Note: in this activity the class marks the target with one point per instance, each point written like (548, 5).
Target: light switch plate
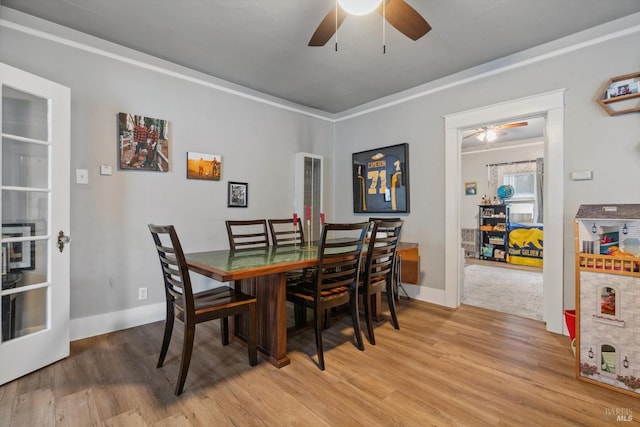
(82, 176)
(581, 175)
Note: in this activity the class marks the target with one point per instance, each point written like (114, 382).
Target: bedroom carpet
(503, 289)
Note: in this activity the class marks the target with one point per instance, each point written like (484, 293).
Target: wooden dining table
(262, 272)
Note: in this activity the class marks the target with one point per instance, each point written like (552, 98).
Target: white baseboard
(86, 327)
(422, 293)
(91, 326)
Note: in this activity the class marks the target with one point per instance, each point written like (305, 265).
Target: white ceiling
(262, 44)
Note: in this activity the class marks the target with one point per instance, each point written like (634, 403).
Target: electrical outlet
(581, 175)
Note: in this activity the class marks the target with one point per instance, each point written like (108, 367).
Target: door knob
(62, 239)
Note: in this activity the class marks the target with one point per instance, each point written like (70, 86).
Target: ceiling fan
(491, 133)
(397, 13)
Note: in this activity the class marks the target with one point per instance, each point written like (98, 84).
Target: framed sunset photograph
(203, 166)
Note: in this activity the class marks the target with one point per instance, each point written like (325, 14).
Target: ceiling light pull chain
(384, 32)
(336, 25)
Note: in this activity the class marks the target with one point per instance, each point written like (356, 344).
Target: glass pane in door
(24, 114)
(25, 211)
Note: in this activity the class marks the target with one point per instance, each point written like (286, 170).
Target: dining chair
(193, 308)
(378, 271)
(283, 233)
(247, 233)
(397, 270)
(336, 276)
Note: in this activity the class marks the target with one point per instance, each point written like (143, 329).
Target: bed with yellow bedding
(525, 243)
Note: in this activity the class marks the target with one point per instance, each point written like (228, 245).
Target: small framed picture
(237, 195)
(203, 166)
(471, 188)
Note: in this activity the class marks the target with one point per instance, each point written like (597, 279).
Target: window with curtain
(526, 179)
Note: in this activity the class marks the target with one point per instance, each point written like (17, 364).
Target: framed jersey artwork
(381, 180)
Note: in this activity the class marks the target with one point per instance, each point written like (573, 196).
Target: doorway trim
(551, 106)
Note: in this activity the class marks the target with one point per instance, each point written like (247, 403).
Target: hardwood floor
(464, 367)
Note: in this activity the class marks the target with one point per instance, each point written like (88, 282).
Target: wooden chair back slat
(247, 233)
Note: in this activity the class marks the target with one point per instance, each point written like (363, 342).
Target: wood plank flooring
(464, 367)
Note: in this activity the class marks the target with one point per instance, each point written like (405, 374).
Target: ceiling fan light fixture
(359, 7)
(488, 135)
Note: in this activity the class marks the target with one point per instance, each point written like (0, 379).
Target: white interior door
(34, 209)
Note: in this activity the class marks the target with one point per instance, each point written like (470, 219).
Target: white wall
(609, 146)
(474, 169)
(112, 253)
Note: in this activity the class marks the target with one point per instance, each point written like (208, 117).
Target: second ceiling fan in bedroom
(489, 134)
(399, 14)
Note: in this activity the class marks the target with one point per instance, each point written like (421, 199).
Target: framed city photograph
(237, 195)
(203, 166)
(143, 143)
(471, 188)
(381, 180)
(19, 255)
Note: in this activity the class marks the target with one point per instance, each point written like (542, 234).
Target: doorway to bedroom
(502, 168)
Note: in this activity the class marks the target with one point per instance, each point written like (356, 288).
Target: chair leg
(168, 330)
(224, 330)
(252, 347)
(355, 318)
(317, 320)
(187, 349)
(392, 307)
(366, 301)
(300, 314)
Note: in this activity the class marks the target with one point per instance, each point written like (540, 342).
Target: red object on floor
(570, 318)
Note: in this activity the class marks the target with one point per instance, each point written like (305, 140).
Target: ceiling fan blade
(405, 19)
(327, 27)
(512, 125)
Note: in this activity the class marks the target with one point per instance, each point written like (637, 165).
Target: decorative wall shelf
(621, 89)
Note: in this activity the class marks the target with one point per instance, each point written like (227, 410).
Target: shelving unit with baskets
(492, 224)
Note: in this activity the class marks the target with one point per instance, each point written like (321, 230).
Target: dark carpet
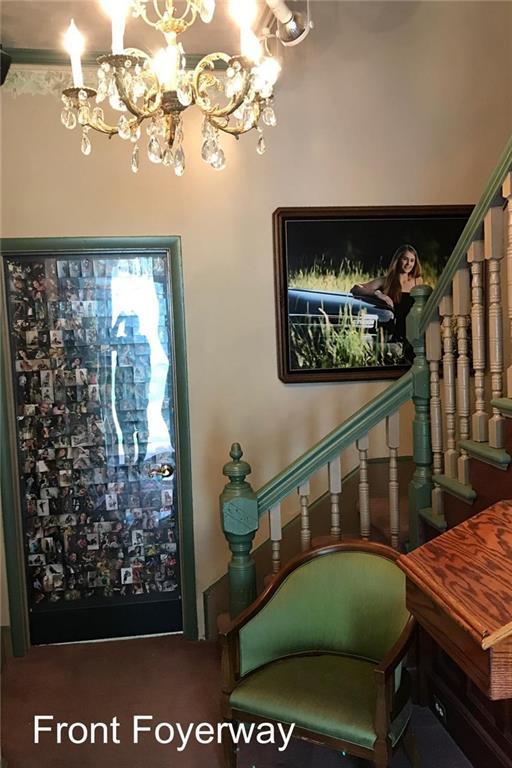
(172, 679)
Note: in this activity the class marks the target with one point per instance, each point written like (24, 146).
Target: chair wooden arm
(348, 546)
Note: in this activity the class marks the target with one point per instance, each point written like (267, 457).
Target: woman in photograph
(394, 288)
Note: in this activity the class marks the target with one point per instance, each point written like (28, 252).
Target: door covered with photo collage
(92, 358)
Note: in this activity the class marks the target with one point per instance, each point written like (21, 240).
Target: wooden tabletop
(467, 571)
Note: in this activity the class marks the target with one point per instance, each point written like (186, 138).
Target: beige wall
(385, 103)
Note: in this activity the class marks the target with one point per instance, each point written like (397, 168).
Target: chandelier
(235, 93)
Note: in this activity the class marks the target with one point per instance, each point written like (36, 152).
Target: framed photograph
(343, 278)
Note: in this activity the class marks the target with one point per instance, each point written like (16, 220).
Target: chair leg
(382, 756)
(410, 747)
(228, 748)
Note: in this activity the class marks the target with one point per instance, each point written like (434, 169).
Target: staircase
(461, 388)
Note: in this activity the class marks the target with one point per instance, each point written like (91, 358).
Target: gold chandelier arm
(223, 123)
(202, 80)
(130, 105)
(111, 130)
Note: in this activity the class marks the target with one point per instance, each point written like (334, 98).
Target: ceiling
(40, 24)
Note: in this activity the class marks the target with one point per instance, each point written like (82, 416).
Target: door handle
(164, 470)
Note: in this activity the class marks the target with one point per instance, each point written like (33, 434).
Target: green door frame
(9, 471)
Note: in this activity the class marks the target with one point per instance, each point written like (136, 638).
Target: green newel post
(420, 488)
(239, 516)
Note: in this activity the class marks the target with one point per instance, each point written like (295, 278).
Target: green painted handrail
(358, 425)
(492, 190)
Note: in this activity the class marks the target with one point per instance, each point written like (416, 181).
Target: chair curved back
(339, 601)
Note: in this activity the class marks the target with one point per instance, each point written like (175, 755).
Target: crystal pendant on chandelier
(124, 130)
(85, 145)
(167, 157)
(261, 147)
(68, 119)
(154, 150)
(269, 116)
(179, 162)
(135, 159)
(234, 92)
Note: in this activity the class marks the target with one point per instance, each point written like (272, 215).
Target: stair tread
(497, 457)
(450, 484)
(436, 521)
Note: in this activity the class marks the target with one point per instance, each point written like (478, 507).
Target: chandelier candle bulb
(117, 10)
(165, 65)
(74, 45)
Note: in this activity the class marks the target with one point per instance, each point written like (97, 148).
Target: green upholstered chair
(322, 647)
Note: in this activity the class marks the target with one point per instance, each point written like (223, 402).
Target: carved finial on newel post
(420, 487)
(239, 517)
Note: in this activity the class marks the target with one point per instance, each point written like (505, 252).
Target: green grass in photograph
(347, 344)
(349, 274)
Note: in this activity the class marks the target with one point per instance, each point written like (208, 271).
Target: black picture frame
(325, 331)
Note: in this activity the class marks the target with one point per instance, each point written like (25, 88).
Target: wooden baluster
(434, 354)
(461, 309)
(494, 252)
(364, 488)
(276, 534)
(507, 193)
(334, 469)
(450, 455)
(305, 530)
(475, 258)
(393, 442)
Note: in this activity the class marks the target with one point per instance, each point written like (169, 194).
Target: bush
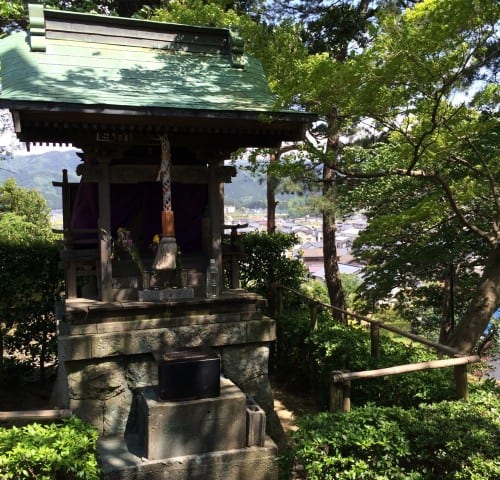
(29, 279)
(337, 347)
(448, 441)
(266, 261)
(64, 451)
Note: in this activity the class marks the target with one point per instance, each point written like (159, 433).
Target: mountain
(39, 170)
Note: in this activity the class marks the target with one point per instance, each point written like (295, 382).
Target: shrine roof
(72, 70)
(69, 57)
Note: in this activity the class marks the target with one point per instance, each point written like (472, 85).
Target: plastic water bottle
(212, 280)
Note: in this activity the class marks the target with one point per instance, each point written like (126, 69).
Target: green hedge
(447, 441)
(62, 451)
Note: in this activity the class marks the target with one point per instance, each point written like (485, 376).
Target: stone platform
(121, 460)
(205, 439)
(172, 429)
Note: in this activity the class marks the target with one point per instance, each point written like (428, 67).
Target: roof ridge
(94, 28)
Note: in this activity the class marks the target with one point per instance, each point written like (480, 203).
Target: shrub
(267, 261)
(451, 440)
(63, 451)
(337, 347)
(29, 279)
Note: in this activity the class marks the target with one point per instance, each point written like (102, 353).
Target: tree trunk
(484, 303)
(332, 273)
(448, 314)
(272, 185)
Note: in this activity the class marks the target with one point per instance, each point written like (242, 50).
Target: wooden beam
(138, 173)
(412, 367)
(34, 415)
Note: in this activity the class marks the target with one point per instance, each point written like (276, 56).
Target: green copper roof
(96, 60)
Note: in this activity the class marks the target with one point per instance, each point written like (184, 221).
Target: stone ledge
(101, 345)
(120, 461)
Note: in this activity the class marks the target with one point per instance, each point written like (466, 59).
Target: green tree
(428, 84)
(29, 275)
(24, 214)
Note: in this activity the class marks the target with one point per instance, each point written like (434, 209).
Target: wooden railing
(340, 399)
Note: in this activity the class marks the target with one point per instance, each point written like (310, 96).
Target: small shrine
(155, 110)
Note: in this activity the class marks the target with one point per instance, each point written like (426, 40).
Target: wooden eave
(85, 124)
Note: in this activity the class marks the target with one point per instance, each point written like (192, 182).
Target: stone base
(121, 460)
(172, 429)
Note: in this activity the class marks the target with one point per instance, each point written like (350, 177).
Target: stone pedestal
(171, 429)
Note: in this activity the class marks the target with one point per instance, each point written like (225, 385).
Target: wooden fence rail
(340, 397)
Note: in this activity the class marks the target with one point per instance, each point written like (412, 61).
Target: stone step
(120, 461)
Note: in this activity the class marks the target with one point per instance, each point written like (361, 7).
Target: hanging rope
(165, 173)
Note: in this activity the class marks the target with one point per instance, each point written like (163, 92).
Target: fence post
(313, 308)
(375, 340)
(340, 394)
(272, 298)
(279, 300)
(460, 372)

- _Instruction_:
Repeat only the stretch of lines starting at the one containing "like (434, 209)." and running to the final line of the entries above.

- _In response_:
Note: in this activity the class marks the target with one point per instance, each point written like (434, 209).
Target: wooden railing
(340, 399)
Note: in this activity the class marks the target with one point per instance, each point written like (310, 96).
Target: small shrine
(155, 110)
Note: in this activity the class marks the target with one point per instance, each point written like (426, 40).
Target: wooden eave
(85, 124)
Note: in this activity the class marks the target with one point per instance, each point written like (192, 182).
Target: stone base
(121, 460)
(172, 429)
Note: in this activity the class marks the target with one point per instance, each point written like (350, 177).
Target: stone pedestal
(171, 429)
Note: in this activity the class marks the target with one point per instance, each point written like (225, 385).
Target: wooden fence rail
(340, 397)
Note: in this activity the class marks the target with one point per instance, each point written like (412, 61).
Target: stone step
(120, 461)
Note: in this activity the class marks the target with one point per instance, each point written like (361, 7).
Target: hanging rope
(165, 173)
Note: in this activity the class marks the target with one point per instance, each point written like (163, 92).
Target: fence post
(313, 308)
(375, 340)
(340, 394)
(272, 298)
(279, 300)
(460, 372)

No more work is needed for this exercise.